REQUIREMENT: The expected output is each line in the data below that includes the string "neck".

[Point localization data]
——

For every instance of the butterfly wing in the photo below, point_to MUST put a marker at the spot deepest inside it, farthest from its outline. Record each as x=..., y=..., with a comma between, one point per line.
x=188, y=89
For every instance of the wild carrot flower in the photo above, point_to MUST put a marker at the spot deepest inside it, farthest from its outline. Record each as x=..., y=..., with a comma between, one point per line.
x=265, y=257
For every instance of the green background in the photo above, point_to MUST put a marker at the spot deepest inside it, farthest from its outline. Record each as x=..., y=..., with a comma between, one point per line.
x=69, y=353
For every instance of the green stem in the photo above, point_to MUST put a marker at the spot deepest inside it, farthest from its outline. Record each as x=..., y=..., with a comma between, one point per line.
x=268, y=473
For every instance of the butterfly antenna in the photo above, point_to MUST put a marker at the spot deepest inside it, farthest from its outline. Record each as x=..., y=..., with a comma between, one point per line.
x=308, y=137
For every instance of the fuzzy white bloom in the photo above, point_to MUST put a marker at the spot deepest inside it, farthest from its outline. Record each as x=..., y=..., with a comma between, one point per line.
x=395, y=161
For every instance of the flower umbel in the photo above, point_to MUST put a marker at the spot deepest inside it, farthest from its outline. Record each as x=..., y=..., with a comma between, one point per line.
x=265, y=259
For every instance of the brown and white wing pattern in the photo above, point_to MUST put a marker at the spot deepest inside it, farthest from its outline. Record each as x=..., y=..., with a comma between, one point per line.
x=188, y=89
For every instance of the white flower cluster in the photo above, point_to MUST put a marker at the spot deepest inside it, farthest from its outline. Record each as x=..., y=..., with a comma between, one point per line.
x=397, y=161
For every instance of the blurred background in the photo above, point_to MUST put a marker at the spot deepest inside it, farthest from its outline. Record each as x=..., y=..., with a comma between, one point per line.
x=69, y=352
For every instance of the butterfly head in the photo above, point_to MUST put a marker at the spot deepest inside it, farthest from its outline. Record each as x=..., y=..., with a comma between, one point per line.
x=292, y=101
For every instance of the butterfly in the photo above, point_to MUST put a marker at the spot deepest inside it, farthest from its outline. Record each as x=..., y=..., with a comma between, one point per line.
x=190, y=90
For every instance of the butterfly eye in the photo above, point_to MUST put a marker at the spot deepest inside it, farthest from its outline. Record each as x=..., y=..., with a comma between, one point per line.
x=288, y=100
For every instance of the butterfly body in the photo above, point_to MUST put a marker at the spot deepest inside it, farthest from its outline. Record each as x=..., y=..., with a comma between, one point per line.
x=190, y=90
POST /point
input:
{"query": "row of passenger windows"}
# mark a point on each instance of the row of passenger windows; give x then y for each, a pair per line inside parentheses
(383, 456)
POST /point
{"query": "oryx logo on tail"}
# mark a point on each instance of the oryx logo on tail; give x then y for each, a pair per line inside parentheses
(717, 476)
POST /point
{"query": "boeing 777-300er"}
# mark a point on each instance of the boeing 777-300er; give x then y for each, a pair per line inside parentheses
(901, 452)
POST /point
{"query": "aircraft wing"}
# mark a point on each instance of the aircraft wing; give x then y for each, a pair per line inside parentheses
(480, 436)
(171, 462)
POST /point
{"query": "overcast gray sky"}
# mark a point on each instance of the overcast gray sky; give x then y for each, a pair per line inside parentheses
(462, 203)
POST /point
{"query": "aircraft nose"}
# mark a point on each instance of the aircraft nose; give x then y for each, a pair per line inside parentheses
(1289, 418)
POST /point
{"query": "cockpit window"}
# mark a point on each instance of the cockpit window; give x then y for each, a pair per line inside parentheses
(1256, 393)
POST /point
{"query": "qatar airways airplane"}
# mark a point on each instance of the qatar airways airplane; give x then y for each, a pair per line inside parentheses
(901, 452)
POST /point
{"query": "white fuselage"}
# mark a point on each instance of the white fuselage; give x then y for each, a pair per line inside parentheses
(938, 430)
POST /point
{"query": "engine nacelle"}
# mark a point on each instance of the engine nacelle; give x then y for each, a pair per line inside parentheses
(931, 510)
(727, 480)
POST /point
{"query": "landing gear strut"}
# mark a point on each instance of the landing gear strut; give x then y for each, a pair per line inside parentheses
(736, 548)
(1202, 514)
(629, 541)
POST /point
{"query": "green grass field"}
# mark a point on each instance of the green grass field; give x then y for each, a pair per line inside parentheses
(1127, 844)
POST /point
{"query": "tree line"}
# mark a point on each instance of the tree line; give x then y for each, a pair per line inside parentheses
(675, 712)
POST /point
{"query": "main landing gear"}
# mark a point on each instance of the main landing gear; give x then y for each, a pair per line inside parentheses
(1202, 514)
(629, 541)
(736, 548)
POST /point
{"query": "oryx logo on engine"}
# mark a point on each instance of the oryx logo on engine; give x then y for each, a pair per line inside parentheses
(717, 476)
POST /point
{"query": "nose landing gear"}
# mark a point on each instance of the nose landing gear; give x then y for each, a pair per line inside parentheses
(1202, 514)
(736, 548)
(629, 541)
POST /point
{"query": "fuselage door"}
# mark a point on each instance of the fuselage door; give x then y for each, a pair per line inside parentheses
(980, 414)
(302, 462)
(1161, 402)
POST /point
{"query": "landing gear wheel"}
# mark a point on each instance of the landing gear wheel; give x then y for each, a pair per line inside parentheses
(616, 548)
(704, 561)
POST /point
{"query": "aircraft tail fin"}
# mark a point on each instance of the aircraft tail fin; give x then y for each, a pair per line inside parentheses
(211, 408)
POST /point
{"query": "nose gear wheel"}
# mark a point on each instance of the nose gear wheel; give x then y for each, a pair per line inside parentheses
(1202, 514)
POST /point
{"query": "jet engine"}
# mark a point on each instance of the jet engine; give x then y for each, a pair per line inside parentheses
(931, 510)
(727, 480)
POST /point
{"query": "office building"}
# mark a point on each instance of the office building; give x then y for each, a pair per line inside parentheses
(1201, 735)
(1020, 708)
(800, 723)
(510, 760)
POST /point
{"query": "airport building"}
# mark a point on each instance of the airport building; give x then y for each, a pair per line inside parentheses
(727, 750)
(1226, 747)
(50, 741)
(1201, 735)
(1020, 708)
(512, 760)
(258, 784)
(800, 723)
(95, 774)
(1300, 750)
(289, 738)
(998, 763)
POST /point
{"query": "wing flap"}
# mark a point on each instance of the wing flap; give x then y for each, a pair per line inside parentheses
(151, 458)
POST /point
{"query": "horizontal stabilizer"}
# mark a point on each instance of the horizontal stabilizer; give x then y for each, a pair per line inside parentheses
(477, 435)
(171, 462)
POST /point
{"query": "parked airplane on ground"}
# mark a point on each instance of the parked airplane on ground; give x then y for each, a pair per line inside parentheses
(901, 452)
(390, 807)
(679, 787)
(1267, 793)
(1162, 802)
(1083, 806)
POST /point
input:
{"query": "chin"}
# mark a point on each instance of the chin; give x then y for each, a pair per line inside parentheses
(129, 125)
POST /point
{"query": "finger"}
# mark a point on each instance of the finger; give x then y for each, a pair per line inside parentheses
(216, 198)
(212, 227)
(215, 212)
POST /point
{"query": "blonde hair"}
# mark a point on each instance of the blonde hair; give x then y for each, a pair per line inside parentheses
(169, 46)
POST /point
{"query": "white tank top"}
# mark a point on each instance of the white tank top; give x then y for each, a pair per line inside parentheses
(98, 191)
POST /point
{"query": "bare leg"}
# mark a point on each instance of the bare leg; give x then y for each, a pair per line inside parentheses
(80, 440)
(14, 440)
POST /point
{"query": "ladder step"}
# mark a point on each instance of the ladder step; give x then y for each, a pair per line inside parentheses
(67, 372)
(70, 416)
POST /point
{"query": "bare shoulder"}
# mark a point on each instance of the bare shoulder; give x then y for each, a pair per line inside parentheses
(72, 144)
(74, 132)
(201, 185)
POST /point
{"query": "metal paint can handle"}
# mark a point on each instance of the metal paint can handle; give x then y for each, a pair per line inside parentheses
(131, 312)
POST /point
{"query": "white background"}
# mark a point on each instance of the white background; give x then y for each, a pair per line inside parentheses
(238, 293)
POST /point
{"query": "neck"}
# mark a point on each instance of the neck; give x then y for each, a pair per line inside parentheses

——

EXERCISE ANSWER:
{"query": "neck"}
# mark a point on each instance of the neck; give x then y for each, a pair per line inside parentheses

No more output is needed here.